| Tarefa |
Resuma numa lista o parágrafo do Evangelho que começa por “Concorrendo as multidões”, mantendo os factos principais.

| Excerto do texto |
-=-=-=-=-

Quaresma
Semana I
Evangelho:
Lc 11, 29-32
29 Concorrendo as
multidões, começou a dizer: «Esta geração é uma geração perversa; pede um
sinal, mas não lhe será dado outro sinal, senão o sinal do profeta Jonas. 30
Porque, assim como Jonas foi sinal para os ninivitas, assim o Filho do Homem
será um sinal para esta geração. 31 A rainha do meio-dia
levantar-se-á no dia do juízo contra os homens desta geração, e condená-los-á,
porque veio dos confins da terra para ouvir a sabedoria de Salomão; e aqui está
Quem é mais do que Salomão. 32 Os ninivitas levantar-se-ão no dia do
juízo contra esta geração, e condená-la-ão, porque fizeram penitência com a pregação
de Jonas; e aqui está Quem é mais do que Jonas!
Comentário:
Há
que estar atento!
Durante
toda a nossa vida o Espírito Santo envia-nos numerosos “sinais” que são
inspirações por vezes muito claras, outras nem tanto.
Se
não estivermos atentos a esses sinais como podemos queixar-nos que não sabemos
o que fazer?

-=-=-=-=-

| Dados de origem |
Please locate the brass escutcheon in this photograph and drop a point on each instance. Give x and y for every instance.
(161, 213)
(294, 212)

-=-=-=-=-

| Resolução |
- Diante das multidões, é dito que esta geração é perversa e pede um sinal.
- Não lhe será dado outro sinal senão o do profeta Jonas.
- Assim como Jonas foi sinal para os ninivitas, o Filho do Homem será sinal para esta geração.
- No dia do juízo, a rainha do meio-dia vai levantar-se contra esta geração e condená-la, porque veio dos confins da terra para ouvir a sabedoria de Salomão. E aqui está Quem é mais do que Salomão.
- Também os ninivitas a vão condenar no dia do juízo, porque fizeram penitência com a pregação de Jonas. E aqui está Quem é mais do que Jonas.